* Check your understanding
1. Answer these questions using the text on the CsSBAT structure study:
(a) How many transmembrane domains do the bacterial ASBTs have?
(b) From which database was the full-length cDNA sequence of CsSBAT retrieved?
(c) Which template was used to model the inward-facing conformation of CsSBAT?
2. From the text on the CsSBAT structure study, write out the part from "The tertiary structures" to "(IF) cavity [2932]." word for word.

-- Text shown follows --

The tertiary structures of ASBTs in Neisseria meningitidis [25] and Yersinia frederiksenii [26] were characterized with inward and outward facing conformations. These findings have contributed greatly to understanding the mechanism of the sodium ion and bile acid transport across the cell membrane. The bacterial ASBTs have α-helices constituting 10 transmembrane domains (TMs) with short loops. In human ASBT (HsASBT), TM2 and TM5 play a major role in transporting and stabilizing sodium ions [27,28]. Both TM3 and TM4 contact with taurocholate on the outward facing (OF) cavity of the transporter, while TM6 and TM7 interact with it on the inward facing (IF) cavity [2932].

In the present study, CsSBAT structures were reliably prepared using tertiary structure modeling and refinements. For compound screening, the Lipinski’s rule of five and the rational virtual screening strategy were employed. Here, we identified a putative inhibitory compound, which competitively targeted the taurocholate-binding pocket of CsSBAT.

Methods

Tertiary structure modeling and refinement

The full-length cDNA sequence of CsSBAT (Acc. No. KX756671) was retrieved from GenBank database [33]. To generate three-dimensional (3D) structure of CsSBAT, we compared the 3D structures built using different 3D modeling softwares such as Swiss-Model [34], IntFOLD [35], Phyre2 [36], RaptorX [37], HHpred [38], and I-TASSER [39]. The 3D models were then refined by two steps. First, low free-energy conformations of the 3D structure were refined by full-atomic simulations using either ModRefiner [40] or FG-MD [41]. Thereafter, backbone and side chains of the structure were refined using GalaxyRefine [42] using “both mild and aggressive relaxation” method based on repeated perturbation and overall conformational relaxation with short molecular dynamics simulations. Outward-facing (OF) and inward-facing (IF) conformations of CsSBAT were modeled using the templates Y. frederiksenii (YfASBT; PDB ID: 4n7x_A) [26] and N. meningitidis ASBT (NmASBT; PDB ID: 3zuy_A) [25], respectively.

-- Text shown concluded --
-- Entries supplied follows --

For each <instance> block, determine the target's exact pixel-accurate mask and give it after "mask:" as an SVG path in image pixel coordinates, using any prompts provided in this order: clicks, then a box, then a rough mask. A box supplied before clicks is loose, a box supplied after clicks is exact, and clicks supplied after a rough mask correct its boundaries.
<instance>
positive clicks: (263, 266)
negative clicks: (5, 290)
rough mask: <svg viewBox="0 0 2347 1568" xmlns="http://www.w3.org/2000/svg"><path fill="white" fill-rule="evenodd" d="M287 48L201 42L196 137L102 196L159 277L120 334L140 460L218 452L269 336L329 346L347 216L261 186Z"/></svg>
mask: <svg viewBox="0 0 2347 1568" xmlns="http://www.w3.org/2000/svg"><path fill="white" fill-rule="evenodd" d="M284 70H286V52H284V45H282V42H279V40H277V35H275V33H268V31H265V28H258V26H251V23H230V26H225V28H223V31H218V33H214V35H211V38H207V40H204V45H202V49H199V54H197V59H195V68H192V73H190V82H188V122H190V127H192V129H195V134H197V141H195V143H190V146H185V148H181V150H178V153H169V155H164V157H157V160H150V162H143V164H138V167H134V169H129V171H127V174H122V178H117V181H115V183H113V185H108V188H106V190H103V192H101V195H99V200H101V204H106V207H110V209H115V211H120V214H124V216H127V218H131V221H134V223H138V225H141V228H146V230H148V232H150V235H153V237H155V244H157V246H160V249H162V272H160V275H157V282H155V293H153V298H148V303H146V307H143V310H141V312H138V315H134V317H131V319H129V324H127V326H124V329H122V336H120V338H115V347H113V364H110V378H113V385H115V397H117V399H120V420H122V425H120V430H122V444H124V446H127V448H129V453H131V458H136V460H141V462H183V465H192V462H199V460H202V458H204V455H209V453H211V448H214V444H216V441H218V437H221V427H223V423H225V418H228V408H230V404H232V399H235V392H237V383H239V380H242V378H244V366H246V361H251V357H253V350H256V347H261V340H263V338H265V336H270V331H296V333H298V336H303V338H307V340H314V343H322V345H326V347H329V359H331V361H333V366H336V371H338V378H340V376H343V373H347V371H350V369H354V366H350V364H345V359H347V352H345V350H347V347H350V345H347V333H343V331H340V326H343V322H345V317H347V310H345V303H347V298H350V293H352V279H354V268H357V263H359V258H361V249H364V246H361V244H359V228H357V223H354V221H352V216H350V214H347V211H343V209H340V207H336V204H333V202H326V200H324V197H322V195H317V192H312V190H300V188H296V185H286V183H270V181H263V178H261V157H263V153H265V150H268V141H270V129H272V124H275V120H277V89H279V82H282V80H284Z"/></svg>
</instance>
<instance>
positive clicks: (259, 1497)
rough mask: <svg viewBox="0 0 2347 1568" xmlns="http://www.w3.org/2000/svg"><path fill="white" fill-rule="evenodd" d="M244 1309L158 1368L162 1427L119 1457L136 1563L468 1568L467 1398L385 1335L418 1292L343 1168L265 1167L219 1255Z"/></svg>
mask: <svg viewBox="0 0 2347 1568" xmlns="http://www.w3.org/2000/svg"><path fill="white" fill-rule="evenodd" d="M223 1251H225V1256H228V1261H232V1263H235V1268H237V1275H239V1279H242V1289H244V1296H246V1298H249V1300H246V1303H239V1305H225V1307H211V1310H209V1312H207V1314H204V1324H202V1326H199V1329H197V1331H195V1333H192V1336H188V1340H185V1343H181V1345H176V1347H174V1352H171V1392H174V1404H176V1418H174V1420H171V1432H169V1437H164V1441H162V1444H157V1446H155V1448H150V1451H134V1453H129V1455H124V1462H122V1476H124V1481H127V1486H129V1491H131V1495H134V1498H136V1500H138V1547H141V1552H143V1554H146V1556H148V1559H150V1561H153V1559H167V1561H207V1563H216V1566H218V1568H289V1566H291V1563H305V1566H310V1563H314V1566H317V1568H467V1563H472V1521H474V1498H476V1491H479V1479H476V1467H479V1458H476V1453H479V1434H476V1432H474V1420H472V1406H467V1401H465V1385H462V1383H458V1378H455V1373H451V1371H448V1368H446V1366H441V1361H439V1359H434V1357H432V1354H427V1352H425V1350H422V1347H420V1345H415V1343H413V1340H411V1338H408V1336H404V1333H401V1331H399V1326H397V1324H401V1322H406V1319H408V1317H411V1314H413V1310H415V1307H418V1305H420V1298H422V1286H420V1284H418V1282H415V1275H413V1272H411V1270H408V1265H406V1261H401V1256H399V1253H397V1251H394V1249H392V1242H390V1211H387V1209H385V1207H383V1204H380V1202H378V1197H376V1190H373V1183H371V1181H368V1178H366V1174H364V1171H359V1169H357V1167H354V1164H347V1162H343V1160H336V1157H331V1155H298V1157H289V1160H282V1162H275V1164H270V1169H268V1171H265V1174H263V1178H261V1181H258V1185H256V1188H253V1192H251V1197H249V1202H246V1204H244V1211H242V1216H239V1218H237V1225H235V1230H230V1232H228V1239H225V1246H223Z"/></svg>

-- Entries supplied concluded --

* Responses by item number
1.
(a) 10
(b) GenBank
(c) N. meningitidis ASBT (NmASBT; PDB ID: 3zuy_A)

2.
The tertiary structures of ASBTs in Neisseria meningitidis [25] and Yersinia frederiksenii [26] were characterized with inward and outward facing conformations. These findings have contributed greatly to understanding the mechanism of the sodium ion and bile acid transport across the cell membrane. The bacterial ASBTs have α-helices constituting 10 transmembrane domains (TMs) with short loops. In human ASBT (HsASBT), TM2 and TM5 play a major role in transporting and stabilizing sodium ions [27,28]. Both TM3 and TM4 contact with taurocholate on the outward facing (OF) cavity of the transporter, while TM6 and TM7 interact with it on the inward facing (IF) cavity [2932].